# [Task material]
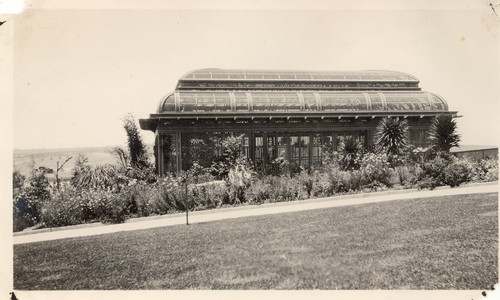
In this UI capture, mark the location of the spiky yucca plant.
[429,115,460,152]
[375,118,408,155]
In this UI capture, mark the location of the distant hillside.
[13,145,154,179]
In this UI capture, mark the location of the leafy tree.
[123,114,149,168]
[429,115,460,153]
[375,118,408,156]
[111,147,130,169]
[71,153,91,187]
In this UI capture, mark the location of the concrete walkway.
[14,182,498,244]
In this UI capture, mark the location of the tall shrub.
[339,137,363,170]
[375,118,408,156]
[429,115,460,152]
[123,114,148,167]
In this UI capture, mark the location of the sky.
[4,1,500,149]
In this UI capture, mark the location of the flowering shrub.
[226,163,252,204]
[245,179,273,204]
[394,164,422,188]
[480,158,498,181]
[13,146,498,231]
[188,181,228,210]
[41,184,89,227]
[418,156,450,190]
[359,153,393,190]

--

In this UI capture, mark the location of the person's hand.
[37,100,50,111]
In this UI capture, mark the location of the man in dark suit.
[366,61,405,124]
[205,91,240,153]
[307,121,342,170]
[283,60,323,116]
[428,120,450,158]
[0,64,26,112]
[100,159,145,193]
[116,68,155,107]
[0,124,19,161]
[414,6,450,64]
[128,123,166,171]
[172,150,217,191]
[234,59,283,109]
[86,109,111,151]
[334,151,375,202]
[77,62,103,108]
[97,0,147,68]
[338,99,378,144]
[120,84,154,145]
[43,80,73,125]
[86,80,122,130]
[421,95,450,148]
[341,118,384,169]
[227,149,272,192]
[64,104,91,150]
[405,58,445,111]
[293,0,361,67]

* * *

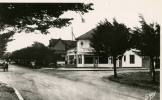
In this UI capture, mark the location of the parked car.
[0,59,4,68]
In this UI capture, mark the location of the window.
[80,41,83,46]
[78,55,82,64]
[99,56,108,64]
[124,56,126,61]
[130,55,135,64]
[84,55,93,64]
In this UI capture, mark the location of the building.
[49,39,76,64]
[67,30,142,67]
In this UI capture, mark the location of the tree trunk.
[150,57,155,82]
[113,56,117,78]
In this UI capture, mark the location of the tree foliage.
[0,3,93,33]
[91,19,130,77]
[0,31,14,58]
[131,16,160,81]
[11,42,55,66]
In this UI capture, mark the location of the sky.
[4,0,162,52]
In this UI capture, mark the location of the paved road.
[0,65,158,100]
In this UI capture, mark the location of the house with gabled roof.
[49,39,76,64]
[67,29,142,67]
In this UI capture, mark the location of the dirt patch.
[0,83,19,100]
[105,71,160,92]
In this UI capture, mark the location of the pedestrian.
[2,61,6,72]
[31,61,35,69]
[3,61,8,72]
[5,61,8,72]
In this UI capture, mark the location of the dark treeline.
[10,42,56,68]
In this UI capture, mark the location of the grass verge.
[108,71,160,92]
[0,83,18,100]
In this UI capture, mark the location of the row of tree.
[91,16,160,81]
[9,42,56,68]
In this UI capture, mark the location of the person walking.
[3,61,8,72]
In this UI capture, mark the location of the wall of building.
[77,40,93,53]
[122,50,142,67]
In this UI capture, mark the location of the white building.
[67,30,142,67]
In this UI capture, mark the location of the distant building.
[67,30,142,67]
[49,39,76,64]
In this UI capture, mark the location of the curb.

# [Given instruction]
Give the stretch of the data above from the line containing "In this UI capture, mark the location of the paved" through the line containing "In this UI capture, mark the location of the curb." as a JSON list of strings, one string per line, with blank lines omitted.

# [Reply to the exercise]
[
  "In this UI capture, mark the location of the paved road.",
  "[0,65,158,100]",
  "In this UI capture, mark the location of the house with gabled roof.",
  "[49,39,76,64]",
  "[67,29,142,67]",
  "In this UI capture, mark the location of the dirt patch.",
  "[0,83,19,100]",
  "[105,71,160,92]",
  "In this UI capture, mark the location of the pedestrian.",
  "[2,61,6,72]",
  "[31,61,35,69]",
  "[3,61,8,72]",
  "[5,61,8,72]",
  "In this UI capture, mark the location of the dark treeline.",
  "[10,42,56,68]",
  "In this UI capture, mark the location of the grass verge.",
  "[108,71,160,92]",
  "[0,83,18,100]",
  "In this UI capture, mark the location of the row of tree.",
  "[91,16,160,81]",
  "[9,42,56,68]",
  "In this UI capture, mark the location of the person walking.",
  "[3,61,8,72]",
  "In this UI capture, mark the location of the wall of building.",
  "[77,40,93,53]",
  "[122,50,142,67]",
  "In this UI capture, mark the location of the white building.",
  "[67,30,142,67]",
  "In this UI capture, mark the location of the distant building.",
  "[67,30,142,67]",
  "[49,39,76,64]",
  "In this UI capture, mark the location of the curb."
]